Object location annotation data:
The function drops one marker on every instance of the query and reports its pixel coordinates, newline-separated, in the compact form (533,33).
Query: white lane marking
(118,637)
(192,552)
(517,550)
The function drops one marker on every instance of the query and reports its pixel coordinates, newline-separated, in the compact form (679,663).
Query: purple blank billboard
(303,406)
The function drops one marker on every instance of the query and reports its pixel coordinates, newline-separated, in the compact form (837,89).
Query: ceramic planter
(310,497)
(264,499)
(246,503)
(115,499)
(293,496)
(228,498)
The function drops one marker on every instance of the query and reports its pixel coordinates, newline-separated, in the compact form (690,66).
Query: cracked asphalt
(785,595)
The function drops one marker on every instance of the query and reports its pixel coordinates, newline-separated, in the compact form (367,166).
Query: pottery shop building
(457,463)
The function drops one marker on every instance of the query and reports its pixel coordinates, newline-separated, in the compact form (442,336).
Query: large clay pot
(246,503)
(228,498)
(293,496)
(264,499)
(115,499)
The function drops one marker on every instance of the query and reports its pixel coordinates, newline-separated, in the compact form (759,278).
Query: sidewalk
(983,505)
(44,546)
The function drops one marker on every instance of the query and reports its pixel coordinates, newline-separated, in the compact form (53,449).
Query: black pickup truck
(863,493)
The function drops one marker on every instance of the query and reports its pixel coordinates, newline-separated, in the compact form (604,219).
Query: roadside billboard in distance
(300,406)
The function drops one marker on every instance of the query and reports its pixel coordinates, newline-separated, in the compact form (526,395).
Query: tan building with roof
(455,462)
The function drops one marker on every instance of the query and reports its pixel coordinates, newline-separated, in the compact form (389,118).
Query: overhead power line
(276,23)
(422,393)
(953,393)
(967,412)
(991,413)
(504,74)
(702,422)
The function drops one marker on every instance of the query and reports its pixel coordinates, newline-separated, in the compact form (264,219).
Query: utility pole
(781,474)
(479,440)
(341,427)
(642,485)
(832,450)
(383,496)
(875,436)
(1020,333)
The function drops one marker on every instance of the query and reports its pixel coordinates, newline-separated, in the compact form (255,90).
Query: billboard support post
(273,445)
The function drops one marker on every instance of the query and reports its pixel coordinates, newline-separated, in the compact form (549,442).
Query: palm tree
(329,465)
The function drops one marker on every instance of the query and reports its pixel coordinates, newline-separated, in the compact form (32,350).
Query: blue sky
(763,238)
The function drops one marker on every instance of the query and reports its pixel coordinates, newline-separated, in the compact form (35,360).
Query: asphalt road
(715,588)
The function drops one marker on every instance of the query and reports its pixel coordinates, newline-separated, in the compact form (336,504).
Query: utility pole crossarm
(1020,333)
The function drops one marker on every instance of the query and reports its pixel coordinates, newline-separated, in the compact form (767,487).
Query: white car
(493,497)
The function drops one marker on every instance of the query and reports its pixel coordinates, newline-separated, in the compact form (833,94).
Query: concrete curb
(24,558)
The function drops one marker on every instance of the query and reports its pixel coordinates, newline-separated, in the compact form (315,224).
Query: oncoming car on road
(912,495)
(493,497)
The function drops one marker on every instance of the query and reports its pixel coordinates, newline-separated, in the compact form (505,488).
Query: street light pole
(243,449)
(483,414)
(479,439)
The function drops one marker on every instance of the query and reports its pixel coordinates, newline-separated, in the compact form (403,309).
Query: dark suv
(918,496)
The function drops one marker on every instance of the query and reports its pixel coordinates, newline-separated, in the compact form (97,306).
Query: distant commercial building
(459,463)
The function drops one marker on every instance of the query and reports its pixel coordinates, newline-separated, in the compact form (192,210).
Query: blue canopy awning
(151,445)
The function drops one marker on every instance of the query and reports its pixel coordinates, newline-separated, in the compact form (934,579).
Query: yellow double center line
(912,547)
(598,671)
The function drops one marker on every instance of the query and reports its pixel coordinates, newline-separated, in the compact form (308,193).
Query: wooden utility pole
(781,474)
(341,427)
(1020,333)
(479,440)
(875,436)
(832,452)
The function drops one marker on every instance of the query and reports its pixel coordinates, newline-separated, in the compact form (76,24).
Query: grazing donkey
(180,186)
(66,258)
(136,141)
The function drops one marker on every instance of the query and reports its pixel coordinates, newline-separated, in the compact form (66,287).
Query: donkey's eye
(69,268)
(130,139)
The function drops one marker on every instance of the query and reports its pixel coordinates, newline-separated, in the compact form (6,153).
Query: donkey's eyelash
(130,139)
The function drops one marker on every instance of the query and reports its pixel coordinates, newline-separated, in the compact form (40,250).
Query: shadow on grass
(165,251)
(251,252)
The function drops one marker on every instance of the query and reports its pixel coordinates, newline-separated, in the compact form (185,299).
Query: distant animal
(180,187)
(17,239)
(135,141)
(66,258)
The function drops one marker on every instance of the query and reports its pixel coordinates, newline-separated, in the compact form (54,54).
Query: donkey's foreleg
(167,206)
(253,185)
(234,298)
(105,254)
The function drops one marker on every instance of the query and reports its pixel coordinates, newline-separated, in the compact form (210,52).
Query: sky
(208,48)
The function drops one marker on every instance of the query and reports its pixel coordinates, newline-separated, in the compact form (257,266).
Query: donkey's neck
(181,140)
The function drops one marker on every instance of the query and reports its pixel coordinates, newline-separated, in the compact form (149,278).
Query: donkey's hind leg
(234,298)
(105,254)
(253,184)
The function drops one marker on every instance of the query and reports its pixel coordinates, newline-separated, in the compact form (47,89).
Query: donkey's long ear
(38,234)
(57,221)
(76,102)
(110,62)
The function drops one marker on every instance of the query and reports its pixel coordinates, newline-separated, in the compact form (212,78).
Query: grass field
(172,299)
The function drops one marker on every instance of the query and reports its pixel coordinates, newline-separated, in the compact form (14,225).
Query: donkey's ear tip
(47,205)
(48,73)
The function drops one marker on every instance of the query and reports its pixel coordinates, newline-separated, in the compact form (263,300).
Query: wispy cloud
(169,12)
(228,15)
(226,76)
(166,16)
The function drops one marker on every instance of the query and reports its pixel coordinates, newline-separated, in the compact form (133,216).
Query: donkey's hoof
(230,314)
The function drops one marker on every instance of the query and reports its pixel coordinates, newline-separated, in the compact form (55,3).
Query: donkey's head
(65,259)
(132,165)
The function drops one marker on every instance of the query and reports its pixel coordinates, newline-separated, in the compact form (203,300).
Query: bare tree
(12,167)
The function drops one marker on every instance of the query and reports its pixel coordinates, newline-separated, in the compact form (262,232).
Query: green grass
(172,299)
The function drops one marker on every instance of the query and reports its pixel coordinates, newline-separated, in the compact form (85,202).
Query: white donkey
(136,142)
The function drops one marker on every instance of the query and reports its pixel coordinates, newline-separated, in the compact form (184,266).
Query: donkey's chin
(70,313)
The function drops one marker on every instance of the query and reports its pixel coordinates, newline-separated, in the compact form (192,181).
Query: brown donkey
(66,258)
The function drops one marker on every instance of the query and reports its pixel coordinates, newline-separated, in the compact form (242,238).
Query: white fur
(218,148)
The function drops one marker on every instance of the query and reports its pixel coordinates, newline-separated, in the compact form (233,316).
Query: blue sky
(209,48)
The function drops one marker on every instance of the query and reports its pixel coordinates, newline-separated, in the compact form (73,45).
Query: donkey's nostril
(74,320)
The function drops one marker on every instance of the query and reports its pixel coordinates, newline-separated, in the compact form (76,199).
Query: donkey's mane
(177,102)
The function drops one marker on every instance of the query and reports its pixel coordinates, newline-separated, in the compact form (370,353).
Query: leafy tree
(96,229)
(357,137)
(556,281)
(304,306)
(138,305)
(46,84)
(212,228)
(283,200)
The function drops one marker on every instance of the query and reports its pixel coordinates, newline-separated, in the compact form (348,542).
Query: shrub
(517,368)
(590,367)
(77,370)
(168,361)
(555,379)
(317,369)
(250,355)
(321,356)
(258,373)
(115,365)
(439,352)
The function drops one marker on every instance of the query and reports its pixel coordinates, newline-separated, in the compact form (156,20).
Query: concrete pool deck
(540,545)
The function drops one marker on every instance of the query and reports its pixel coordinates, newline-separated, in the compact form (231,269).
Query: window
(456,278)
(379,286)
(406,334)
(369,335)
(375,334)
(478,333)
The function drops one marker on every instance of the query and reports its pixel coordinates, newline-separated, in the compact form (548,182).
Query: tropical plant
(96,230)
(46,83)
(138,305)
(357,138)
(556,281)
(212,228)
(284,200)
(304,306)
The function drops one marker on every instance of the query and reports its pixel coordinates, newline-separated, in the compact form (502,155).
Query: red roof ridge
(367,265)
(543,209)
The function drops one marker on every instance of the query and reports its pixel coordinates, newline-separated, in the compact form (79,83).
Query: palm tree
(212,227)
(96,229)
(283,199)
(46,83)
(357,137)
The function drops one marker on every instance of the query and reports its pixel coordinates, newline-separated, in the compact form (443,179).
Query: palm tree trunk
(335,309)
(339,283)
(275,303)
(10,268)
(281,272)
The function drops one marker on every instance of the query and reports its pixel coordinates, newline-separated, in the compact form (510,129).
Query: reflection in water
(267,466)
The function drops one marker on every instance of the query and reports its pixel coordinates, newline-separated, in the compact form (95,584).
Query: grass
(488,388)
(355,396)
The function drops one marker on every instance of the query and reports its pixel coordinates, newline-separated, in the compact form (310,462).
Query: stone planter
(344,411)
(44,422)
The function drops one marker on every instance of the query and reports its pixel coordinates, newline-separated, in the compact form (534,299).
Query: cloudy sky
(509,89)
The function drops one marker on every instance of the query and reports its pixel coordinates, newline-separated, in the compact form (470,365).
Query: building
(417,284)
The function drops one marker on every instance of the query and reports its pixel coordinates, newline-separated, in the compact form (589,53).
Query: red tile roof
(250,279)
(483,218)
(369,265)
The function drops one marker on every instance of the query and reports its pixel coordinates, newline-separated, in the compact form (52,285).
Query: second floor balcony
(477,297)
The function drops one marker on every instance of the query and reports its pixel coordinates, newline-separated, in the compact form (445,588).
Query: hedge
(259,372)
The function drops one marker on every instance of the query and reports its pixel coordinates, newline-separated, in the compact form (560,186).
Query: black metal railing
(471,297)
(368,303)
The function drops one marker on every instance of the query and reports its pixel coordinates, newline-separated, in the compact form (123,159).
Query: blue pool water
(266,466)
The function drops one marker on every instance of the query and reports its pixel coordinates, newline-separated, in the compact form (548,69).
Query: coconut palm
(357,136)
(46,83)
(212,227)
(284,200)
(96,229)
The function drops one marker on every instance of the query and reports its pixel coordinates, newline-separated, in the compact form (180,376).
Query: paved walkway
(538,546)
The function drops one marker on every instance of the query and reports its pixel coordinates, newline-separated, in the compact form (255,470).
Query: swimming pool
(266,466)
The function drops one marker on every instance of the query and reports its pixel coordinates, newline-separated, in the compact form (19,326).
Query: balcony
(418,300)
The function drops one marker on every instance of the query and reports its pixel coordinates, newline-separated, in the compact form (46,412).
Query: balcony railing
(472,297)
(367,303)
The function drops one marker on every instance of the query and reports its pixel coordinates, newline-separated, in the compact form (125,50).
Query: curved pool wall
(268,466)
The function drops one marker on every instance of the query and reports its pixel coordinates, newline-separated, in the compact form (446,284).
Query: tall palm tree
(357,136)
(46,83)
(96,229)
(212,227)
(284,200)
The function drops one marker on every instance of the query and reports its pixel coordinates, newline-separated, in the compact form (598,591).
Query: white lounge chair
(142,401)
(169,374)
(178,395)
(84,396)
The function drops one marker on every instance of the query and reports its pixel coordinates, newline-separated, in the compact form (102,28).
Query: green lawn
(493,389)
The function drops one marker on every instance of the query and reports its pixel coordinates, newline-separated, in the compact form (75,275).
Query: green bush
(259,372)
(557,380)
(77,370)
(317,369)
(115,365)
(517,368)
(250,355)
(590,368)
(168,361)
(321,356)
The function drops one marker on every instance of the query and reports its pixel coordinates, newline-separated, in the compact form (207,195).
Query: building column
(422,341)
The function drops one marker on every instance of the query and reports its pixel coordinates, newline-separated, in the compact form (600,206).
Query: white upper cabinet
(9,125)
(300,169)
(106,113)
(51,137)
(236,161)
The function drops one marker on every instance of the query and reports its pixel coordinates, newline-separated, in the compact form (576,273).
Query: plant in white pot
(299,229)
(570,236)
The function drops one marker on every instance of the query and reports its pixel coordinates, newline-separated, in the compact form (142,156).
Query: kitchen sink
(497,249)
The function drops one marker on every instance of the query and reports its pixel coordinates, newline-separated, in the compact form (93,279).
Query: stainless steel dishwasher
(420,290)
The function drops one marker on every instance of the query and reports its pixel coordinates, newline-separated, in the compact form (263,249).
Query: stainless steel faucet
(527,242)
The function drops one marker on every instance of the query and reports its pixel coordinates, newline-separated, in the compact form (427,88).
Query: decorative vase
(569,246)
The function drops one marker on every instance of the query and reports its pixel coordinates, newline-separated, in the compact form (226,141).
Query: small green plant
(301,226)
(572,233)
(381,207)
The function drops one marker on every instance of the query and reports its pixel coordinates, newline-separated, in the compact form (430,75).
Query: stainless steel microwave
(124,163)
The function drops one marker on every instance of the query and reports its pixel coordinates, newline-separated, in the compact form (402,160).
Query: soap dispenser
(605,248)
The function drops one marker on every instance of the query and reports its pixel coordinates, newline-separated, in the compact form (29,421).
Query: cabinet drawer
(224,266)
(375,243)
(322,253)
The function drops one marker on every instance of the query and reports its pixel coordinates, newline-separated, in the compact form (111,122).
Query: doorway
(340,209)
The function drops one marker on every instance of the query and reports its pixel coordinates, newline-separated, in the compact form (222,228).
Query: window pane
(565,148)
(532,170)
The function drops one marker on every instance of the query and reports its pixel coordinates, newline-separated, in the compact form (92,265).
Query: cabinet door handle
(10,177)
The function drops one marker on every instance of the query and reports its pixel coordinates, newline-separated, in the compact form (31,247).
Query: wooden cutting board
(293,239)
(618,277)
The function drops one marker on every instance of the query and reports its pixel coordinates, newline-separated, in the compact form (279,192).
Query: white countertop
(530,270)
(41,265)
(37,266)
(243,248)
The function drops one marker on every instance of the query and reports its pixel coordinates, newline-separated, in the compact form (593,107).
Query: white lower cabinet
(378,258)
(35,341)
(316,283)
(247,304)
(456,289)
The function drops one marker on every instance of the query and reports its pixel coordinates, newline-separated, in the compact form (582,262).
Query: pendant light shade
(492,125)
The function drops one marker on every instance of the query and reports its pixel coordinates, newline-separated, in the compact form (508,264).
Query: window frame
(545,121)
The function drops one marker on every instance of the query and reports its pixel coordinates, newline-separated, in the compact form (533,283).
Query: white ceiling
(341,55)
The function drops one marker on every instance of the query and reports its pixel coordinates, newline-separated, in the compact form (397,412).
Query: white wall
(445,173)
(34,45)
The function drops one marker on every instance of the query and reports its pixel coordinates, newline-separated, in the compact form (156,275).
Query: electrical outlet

§ **Problem to solve**:
Write out exactly the lines starting with the one that holds "compact form (508,264)." and running through the last line above.

§ **Completed exercise**:
The function drops one marker on every instance of the query and reports its pixel coordinates, newline-separated, in the compact form (508,264).
Query: window frame
(545,121)
The function drops one marker on every instance of the query and reports its pixel coordinates, newline-separated, in the compact form (533,283).
Query: white ceiling
(341,55)
The function drops one marker on every instance of the query and reports its pixel coordinates, newline-separated, in the compact form (397,412).
Query: white wall
(445,173)
(34,45)
The function drops one marker on every instance of the query and reports its pixel coordinates, newline-separated, in the compact form (156,275).
Query: electrical outlet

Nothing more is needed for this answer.